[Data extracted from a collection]
════
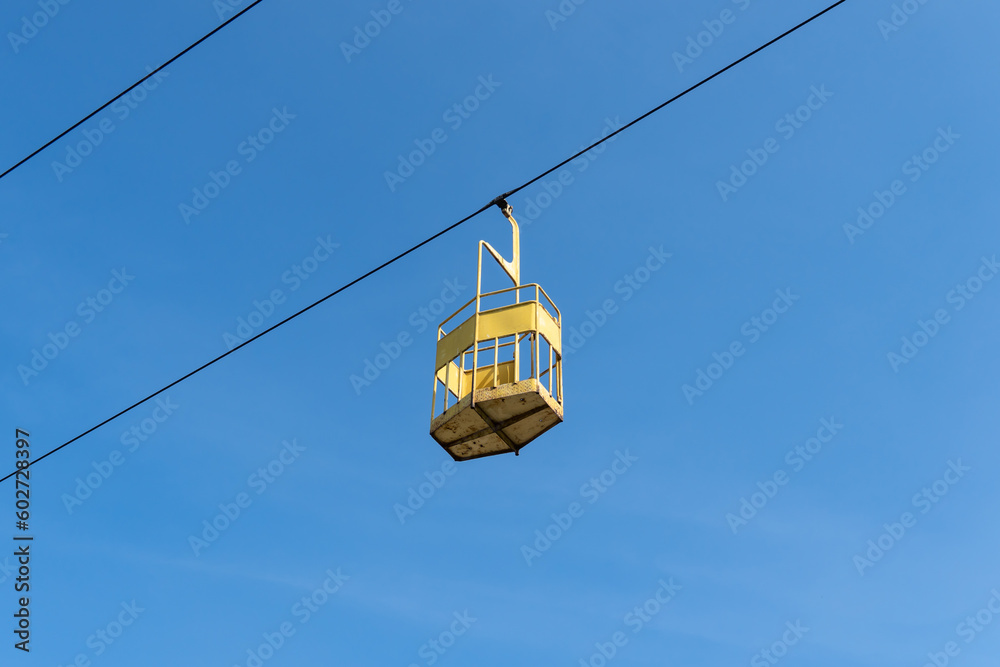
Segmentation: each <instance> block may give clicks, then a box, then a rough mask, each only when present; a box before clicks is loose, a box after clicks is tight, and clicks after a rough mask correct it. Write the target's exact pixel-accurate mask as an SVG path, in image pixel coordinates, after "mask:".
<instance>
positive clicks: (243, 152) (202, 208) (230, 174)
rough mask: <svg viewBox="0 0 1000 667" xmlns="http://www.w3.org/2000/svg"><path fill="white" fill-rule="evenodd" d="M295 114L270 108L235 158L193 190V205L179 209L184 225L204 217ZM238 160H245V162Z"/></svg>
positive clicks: (281, 110) (285, 109)
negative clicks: (215, 200)
mask: <svg viewBox="0 0 1000 667" xmlns="http://www.w3.org/2000/svg"><path fill="white" fill-rule="evenodd" d="M297 117H298V116H296V114H293V113H291V112H289V111H288V107H282V108H281V109H278V108H277V107H274V108H273V109H271V119H270V120H269V121H268V122H267V123H266V124H265V125H264V126H263V127H261V128H260V129H259V130H257V131H256V132H255V133H253V134H249V135H247V138H246V139H244V140H243V141H241V142H240V143H239V144H237V145H236V156H237V157H234V158H232V159H230V160H227V161H226V163H225V164H224V165H223V166H222V168H221V169H220V170H219V171H214V170H210V171H209V172H208V180H207V181H206V182H205V184H204V185H202V186H200V187H196V188H193V189H192V190H191V193H192V197H191V203H190V204H189V203H187V202H181V203H180V204H178V205H177V210H178V211H179V212H180V214H181V219H182V220H184V224H185V225H189V224H191V219H192V218H194V217H196V216H199V215H201V214H202V213H204V212H205V209H207V208H208V206H209V204H211V203H212V202H213V201H215V200H216V199H218V198H219V196H220V195H221V194H222V191H223V190H225V189H226V188H228V187H229V186H230V185H231V184H232V182H233V179H234V178H236V177H237V176H239V175H240V174H242V173H243V167H244V166H245V165H248V164H250V163H251V162H253V161H254V160H256V159H257V158H258V157H259V156H260V154H261V153H263V152H264V151H265V150H267V147H268V146H270V145H271V143H272V142H273V141H274V140H275V138H276V137H277V136H278V135H279V134H281V133H282V132H284V131H285V130H287V129H288V126H289V125H290V124H291V122H292V121H293V120H295V118H297ZM239 158H243V160H242V162H241V161H240V159H239Z"/></svg>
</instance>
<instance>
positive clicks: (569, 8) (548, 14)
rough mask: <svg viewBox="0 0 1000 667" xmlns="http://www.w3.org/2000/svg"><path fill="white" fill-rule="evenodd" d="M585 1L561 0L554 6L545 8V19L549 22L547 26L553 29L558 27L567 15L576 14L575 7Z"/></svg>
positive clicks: (576, 7) (566, 17)
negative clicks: (548, 26) (560, 23)
mask: <svg viewBox="0 0 1000 667" xmlns="http://www.w3.org/2000/svg"><path fill="white" fill-rule="evenodd" d="M585 2H587V0H562V2H560V3H559V4H558V5H557V6H556V8H555V9H554V10H553V9H546V10H545V20H546V21H548V22H549V27H550V28H552V30H553V31H555V30H558V29H559V24H560V23H565V22H566V21H568V20H569V17H571V16H573V14H576V10H577V8H578V7H579V6H580V5H582V4H584V3H585Z"/></svg>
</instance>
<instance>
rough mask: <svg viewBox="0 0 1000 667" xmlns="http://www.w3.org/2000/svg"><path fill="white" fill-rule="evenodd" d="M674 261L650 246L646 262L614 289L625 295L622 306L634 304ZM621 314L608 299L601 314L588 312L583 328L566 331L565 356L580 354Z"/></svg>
mask: <svg viewBox="0 0 1000 667" xmlns="http://www.w3.org/2000/svg"><path fill="white" fill-rule="evenodd" d="M671 257H673V255H672V254H671V253H669V252H664V251H663V246H662V245H661V246H660V247H659V248H657V247H654V246H649V255H648V256H647V257H646V259H645V261H643V262H642V263H640V264H639V266H637V267H636V268H635V269H633V270H632V271H630V272H629V273H626V274H625V275H624V276H622V278H621V280H619V281H617V282H616V283H615V284H614V286H613V289H614V292H615V294H621V295H622V303H628V302H629V301H631V300H632V297H634V296H635V295H636V293H638V292H639V290H641V289H642V288H643V287H644V286H645V285H646V284H647V283H649V281H650V280H652V278H653V275H654V274H655V273H656V272H658V271H659V270H660V269H662V268H663V267H664V266H666V264H667V260H669V259H670V258H671ZM618 311H619V305H618V302H617V301H615V300H614V299H610V298H609V299H605V300H604V301H603V302H602V303H601V307H600V308H598V309H597V310H593V311H591V310H588V311H586V313H585V314H586V316H587V319H585V320H584V321H583V322H582V323H581V324H580V325H579V327H577V326H571V327H569V328H568V329H567V330H566V335H565V336H564V337H563V353H564V354H575V353H576V352H579V351H580V350H581V349H582V348H583V346H584V345H586V344H587V341H589V340H590V339H591V338H593V337H594V336H596V335H597V332H598V331H600V330H601V329H602V328H603V327H604V325H605V324H607V323H608V319H609V318H610V317H612V316H613V315H615V314H617V313H618Z"/></svg>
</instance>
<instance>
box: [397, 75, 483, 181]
mask: <svg viewBox="0 0 1000 667" xmlns="http://www.w3.org/2000/svg"><path fill="white" fill-rule="evenodd" d="M502 85H503V84H502V83H500V82H499V81H494V80H493V75H492V74H490V75H489V76H480V77H479V85H477V86H476V88H475V90H473V91H472V93H471V94H470V95H468V96H467V97H466V98H465V99H463V100H462V101H460V102H456V103H455V104H453V105H452V106H450V107H448V108H447V109H445V111H444V113H443V114H441V120H443V121H444V122H445V123H447V124H448V127H449V128H450V129H451V131H452V132H457V131H458V130H459V129H460V128H461V127H462V125H464V124H465V122H466V121H467V120H469V119H470V118H472V114H474V113H475V112H476V111H478V110H479V108H480V107H481V106H482V104H483V102H486V101H487V100H489V99H490V98H491V97H493V94H494V93H495V92H496V90H497V88H499V87H500V86H502ZM446 141H448V130H446V129H444V128H443V127H438V128H435V129H434V130H433V131H432V132H431V133H430V136H429V137H427V138H426V139H420V138H418V139H414V140H413V145H414V146H416V148H415V149H414V150H412V151H410V152H409V153H407V154H406V155H403V154H400V155H398V156H397V157H398V159H399V162H398V164H397V165H396V170H395V171H386V172H385V174H384V176H385V184H386V185H387V186H389V192H395V191H396V189H397V188H398V187H399V186H400V185H402V184H403V183H405V182H406V179H408V178H410V177H411V176H413V175H414V174H415V173H417V169H419V168H420V167H422V166H423V165H425V164H426V163H427V160H428V159H429V158H430V157H431V156H432V155H434V153H436V152H437V149H438V146H440V145H441V144H443V143H444V142H446Z"/></svg>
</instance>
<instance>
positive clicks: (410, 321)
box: [348, 278, 468, 396]
mask: <svg viewBox="0 0 1000 667" xmlns="http://www.w3.org/2000/svg"><path fill="white" fill-rule="evenodd" d="M466 289H468V286H467V285H463V284H462V283H460V282H459V281H458V278H455V279H454V280H445V281H444V289H442V290H441V296H440V298H436V299H431V300H430V302H428V304H427V305H426V306H421V307H420V308H418V309H417V310H415V311H413V312H412V313H410V317H409V318H407V322H408V323H409V325H410V326H411V327H412V329H413V331H414V332H415V333H416V335H420V334H422V333H423V332H424V331H426V330H427V328H428V327H430V326H432V325H434V324H437V323H438V322H440V321H441V316H442V315H443V314H444V312H445V310H447V309H448V305H449V304H452V303H455V302H456V301H457V300H458V297H459V295H460V294H462V292H464V291H465V290H466ZM413 340H414V339H413V334H411V332H410V330H408V329H403V330H402V331H400V332H399V333H398V334H396V336H395V337H394V338H392V339H390V341H389V342H388V343H385V342H383V343H380V344H379V349H381V350H382V351H381V352H377V353H376V354H375V356H374V357H372V358H367V357H366V358H365V361H364V368H363V370H362V371H361V375H357V374H352V375H351V376H350V377H349V378H348V381H349V382H350V383H351V388H352V389H354V394H355V396H360V395H361V391H362V389H366V388H368V387H370V386H372V384H373V383H374V382H375V381H376V380H378V379H379V378H380V377H381V376H382V373H384V372H385V371H387V370H388V369H389V367H390V366H392V363H393V362H394V361H396V360H397V359H399V358H400V357H401V356H402V355H403V351H404V350H406V348H408V347H410V346H411V345H413Z"/></svg>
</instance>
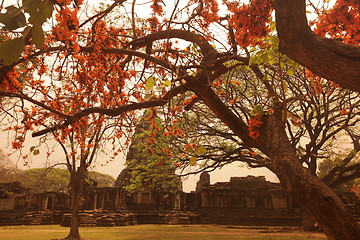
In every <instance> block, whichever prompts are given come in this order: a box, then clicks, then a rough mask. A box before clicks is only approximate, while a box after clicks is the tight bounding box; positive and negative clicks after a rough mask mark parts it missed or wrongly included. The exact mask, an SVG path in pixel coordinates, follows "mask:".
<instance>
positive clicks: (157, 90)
════
=== Prompt ===
What is needed is the exact run of lines from the start of the data through the line with "positive clicks: (243, 152)", both ends included, minus the pictures.

=== Your solution ===
Segmentation: each <instance> block may give clicks, then a box, then a rough mask, each only when present; a box before clicks is loose, a box after clicks is tight, and clicks after a rough mask correct it. Write the target's exact pixel-accurate mask as an SVG path, in image pixel coordinates, after "mask:".
<instance>
positive clicks: (243, 152) (202, 208) (230, 174)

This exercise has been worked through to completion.